## Task to complete:
Answer the following from the passage on tuberculosis in bar settings.
(a) What technique did the earlier studies use to show that bars are an avenue for TB transmission?
(b) What prevalence of active TB did Godoy et al. (2017) find, and who was the index case?
(c) What prevalence did Kline, Hedemark and Davies (1996) find among contacts of an index bar patron?

## Passage for review:
Studies that have evaluated the prevalence of TB in bar settings have been contact investigations of an index case and their findings may not compare to our cross sectional evaluation of the TB prevalence. Nonetheless, using DNA fingerprinting, these studies demonstrate that bars are an avenue for TB transmission and could propagate an outbreak among customers, employees and members of their households15,50,51,52,53. Similar to our finding, Godoy et al.(2017), found that the prevalence of active TB was 16 per 1,000 population upon investigation of contacts of an index case (a bar staff)17. Conversely, Kline, Hedemark and Davies (1996) found it at 144 per 1,000 population among contacts of an index bar patron, including customers and employees19. The prevalence of TB among individuals found at bars in slum settlements is not well reported elsewhere using a cross sectional design other than contact tracing investigations.

## Information:

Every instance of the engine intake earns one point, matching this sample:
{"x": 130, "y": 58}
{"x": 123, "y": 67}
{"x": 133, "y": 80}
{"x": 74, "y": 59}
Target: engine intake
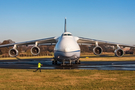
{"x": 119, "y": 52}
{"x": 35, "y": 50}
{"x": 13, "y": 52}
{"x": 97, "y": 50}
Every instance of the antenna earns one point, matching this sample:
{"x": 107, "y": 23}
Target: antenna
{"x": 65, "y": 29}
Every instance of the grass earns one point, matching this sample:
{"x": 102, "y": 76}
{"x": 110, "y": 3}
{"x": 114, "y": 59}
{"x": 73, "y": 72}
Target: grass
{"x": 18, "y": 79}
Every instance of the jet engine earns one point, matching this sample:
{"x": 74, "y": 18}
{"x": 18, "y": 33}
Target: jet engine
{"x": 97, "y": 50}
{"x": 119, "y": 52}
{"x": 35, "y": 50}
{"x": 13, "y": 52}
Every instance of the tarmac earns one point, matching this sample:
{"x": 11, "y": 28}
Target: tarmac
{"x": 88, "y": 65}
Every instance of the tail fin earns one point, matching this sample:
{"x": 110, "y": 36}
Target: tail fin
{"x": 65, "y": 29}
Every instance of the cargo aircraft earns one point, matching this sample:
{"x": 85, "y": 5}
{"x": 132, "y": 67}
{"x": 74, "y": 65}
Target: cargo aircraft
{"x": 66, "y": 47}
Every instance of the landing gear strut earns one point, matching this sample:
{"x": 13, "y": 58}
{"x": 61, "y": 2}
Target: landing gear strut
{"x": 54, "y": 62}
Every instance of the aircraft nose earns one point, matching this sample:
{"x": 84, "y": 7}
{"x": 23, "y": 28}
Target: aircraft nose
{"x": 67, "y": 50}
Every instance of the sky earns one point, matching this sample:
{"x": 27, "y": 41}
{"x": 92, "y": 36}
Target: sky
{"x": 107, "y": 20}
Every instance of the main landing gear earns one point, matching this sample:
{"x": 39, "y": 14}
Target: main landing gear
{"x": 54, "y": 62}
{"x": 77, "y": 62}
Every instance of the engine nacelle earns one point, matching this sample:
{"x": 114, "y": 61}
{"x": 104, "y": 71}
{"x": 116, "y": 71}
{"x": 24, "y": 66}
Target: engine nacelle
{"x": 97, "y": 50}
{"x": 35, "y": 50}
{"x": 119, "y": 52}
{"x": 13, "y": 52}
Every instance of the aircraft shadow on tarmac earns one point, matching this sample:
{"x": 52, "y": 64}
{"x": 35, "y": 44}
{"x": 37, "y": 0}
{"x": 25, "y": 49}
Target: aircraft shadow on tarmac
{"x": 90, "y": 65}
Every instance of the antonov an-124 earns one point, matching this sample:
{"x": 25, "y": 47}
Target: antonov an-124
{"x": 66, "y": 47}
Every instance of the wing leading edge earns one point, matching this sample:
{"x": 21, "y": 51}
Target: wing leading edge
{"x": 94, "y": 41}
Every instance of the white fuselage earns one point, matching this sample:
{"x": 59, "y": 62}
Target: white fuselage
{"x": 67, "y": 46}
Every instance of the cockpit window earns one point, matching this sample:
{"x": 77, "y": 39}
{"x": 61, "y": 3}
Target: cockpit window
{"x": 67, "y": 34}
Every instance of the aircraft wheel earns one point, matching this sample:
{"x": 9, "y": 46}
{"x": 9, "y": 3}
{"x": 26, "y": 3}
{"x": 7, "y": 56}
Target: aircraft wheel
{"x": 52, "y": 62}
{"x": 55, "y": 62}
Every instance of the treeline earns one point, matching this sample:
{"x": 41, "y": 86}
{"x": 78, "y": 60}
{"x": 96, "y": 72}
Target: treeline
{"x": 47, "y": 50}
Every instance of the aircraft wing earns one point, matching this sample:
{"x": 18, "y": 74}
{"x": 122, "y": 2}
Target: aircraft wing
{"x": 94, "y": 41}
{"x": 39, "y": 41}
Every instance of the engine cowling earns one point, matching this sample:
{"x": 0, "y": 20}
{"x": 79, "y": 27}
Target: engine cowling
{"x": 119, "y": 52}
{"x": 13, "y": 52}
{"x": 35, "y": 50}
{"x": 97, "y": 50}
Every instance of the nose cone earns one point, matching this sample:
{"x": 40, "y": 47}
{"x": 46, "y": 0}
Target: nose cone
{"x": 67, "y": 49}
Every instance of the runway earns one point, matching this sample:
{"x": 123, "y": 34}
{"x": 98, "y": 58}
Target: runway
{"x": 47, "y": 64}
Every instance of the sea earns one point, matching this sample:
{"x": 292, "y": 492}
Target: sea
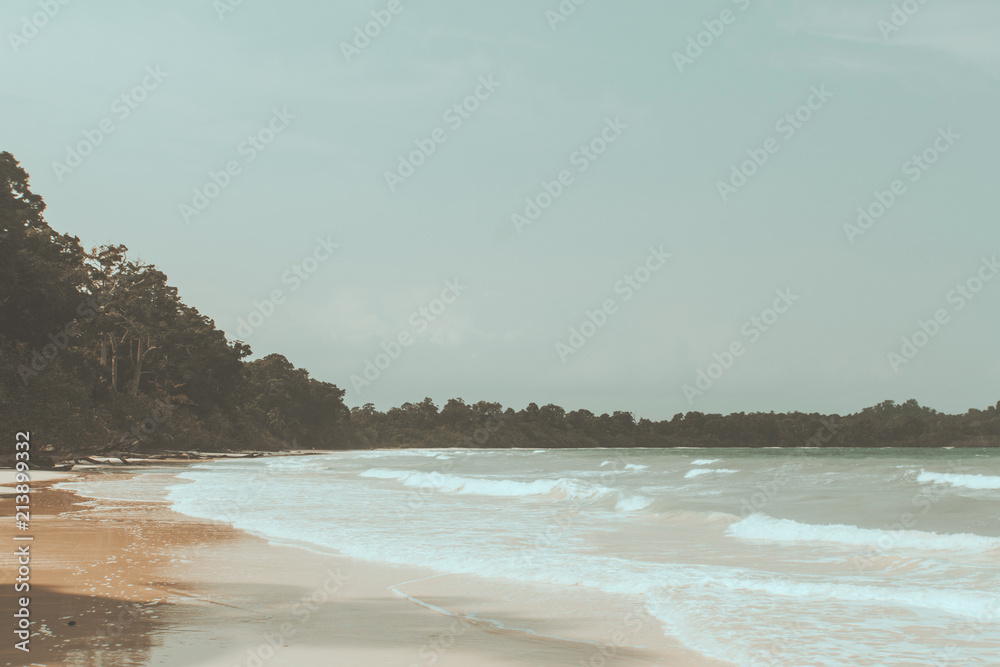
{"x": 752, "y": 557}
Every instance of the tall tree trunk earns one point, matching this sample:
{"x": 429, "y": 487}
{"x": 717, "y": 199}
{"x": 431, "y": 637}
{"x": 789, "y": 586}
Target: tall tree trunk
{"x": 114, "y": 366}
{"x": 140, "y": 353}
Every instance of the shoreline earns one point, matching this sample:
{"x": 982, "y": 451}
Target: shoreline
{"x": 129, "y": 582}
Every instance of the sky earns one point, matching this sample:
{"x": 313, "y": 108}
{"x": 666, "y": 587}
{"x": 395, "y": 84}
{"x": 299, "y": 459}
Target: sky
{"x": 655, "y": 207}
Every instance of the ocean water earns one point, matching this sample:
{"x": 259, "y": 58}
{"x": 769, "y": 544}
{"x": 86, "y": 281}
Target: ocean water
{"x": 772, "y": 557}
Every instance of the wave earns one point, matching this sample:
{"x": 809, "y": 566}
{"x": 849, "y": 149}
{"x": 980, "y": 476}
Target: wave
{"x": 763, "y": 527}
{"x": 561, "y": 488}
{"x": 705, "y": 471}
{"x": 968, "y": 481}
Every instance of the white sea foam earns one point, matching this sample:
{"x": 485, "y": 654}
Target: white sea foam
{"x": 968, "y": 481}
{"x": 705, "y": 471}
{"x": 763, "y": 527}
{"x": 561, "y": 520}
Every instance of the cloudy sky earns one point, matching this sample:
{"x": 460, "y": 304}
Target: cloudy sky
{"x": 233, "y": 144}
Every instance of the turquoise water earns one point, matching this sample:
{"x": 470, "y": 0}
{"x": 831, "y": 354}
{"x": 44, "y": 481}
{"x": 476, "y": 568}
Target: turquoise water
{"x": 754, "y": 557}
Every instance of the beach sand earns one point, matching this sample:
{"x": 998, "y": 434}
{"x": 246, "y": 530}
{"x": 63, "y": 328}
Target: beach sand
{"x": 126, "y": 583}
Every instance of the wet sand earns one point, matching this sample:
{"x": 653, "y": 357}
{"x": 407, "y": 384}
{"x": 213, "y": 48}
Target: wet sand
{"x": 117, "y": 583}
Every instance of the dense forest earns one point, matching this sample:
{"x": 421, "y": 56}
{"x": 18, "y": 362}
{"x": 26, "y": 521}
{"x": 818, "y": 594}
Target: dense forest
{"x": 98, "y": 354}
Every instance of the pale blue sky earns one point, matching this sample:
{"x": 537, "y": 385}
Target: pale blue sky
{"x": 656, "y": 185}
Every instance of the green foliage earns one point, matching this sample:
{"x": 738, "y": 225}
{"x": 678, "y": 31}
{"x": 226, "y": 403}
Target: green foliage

## Solution to this problem:
(a) DNA fingerprinting.
(b) 16 per 1,000 population; the index case was a bar staff member.
(c) 144 per 1,000 population.